### Stored records

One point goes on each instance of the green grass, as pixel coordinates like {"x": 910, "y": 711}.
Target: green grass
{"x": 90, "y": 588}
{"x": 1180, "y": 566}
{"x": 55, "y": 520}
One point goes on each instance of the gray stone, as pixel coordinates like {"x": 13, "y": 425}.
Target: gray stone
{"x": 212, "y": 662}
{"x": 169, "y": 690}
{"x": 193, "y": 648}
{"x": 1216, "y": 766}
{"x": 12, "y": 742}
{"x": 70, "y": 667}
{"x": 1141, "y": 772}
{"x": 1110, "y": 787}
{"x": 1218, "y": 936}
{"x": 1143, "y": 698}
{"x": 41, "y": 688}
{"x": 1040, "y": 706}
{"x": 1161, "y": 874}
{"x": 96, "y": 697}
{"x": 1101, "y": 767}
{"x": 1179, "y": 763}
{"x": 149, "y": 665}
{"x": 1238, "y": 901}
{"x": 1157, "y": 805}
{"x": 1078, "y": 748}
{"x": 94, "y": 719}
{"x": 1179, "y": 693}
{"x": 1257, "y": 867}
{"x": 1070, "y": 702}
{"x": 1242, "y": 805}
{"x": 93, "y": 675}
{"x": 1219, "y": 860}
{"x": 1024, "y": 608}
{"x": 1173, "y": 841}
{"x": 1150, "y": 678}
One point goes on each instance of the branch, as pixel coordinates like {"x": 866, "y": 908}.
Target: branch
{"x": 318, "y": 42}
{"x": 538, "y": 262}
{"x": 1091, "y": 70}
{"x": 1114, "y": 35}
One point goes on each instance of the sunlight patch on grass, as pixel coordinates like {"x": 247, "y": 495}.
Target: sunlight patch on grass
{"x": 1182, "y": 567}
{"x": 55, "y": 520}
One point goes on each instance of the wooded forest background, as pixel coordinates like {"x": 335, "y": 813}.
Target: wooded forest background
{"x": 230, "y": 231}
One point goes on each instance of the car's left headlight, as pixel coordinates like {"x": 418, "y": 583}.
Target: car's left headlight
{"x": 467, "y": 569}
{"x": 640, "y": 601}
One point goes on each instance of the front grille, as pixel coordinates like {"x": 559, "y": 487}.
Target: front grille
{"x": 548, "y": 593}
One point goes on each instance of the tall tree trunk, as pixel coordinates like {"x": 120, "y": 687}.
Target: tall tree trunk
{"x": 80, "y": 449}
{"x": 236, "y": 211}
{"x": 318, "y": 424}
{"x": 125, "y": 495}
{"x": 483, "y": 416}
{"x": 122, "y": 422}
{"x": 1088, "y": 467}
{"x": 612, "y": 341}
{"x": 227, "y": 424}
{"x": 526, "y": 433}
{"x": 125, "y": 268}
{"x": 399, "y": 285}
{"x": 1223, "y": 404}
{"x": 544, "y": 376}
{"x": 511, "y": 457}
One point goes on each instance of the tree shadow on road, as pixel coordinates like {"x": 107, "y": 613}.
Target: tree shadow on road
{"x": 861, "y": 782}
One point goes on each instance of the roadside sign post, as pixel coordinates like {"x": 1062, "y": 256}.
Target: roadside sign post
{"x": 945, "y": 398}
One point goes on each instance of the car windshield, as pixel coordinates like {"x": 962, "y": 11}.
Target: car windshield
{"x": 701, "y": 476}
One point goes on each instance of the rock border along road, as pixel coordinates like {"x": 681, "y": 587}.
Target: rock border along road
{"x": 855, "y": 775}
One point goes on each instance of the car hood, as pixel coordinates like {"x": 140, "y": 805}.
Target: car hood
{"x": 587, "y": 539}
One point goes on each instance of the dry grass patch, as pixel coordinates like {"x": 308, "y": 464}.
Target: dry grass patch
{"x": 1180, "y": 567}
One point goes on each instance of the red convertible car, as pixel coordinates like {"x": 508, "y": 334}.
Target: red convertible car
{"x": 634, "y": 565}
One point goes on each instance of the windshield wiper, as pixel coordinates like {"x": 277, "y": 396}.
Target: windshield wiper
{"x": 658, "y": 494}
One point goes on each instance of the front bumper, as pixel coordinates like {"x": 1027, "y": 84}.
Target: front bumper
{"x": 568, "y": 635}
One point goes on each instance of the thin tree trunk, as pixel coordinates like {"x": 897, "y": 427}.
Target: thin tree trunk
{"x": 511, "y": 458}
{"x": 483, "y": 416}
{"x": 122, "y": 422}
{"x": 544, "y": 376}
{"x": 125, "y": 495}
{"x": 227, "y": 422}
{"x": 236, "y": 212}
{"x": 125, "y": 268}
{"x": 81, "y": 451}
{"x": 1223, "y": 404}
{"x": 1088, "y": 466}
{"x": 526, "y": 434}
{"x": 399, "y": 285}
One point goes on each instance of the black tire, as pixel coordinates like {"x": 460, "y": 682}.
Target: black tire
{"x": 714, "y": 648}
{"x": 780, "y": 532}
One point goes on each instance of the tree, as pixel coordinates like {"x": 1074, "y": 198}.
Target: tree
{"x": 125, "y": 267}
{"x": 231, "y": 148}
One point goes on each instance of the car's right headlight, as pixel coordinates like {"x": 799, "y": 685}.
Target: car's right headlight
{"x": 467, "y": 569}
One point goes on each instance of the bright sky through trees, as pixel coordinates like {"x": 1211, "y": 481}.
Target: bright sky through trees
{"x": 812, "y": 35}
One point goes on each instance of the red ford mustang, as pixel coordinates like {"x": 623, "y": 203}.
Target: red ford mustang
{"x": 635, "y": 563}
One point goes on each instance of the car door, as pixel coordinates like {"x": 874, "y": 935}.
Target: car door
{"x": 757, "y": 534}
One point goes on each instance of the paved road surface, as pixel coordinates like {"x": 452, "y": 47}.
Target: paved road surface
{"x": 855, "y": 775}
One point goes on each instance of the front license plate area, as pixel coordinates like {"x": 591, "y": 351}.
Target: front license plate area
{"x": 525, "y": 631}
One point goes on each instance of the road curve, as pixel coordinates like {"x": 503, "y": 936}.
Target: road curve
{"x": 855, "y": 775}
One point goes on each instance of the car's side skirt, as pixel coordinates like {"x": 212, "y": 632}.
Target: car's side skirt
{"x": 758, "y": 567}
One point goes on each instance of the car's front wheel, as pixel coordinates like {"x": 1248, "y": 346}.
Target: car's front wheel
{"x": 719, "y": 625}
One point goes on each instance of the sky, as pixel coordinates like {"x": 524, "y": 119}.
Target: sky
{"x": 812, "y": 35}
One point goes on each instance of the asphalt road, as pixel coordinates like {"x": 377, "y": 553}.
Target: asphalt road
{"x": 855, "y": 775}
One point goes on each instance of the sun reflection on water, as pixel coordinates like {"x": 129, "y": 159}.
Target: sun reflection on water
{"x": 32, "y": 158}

### Given instruction
Can you copy out, unchanged, the listing from the line containing "One point goes on each instance of the front license", that line included, through the end of the listing?

### Response for this exercise
One point goes on each instance of the front license plate area, as pixel coordinates like {"x": 591, "y": 351}.
Target: front license plate area
{"x": 525, "y": 631}
One point goes on each instance of the road curve, as pixel coordinates like {"x": 503, "y": 936}.
Target: road curve
{"x": 855, "y": 775}
One point goes on each instance of the car's side skirt, as pixel coordinates like {"x": 212, "y": 632}.
Target: car's side skirt
{"x": 758, "y": 567}
One point goes on each instance of the car's front wheel, as pixel coordinates like {"x": 1248, "y": 346}.
Target: car's front wheel
{"x": 719, "y": 625}
One point goes on each instance of the sky, as pixel coordinates like {"x": 524, "y": 119}.
Target: sky
{"x": 812, "y": 35}
One point goes on each instance of the asphalt road, as pixel coordinates like {"x": 377, "y": 553}.
Target: asphalt road
{"x": 855, "y": 775}
One point goes on each instance of the sun reflection on water, as pixel coordinates like {"x": 129, "y": 159}.
Target: sun reflection on water
{"x": 32, "y": 158}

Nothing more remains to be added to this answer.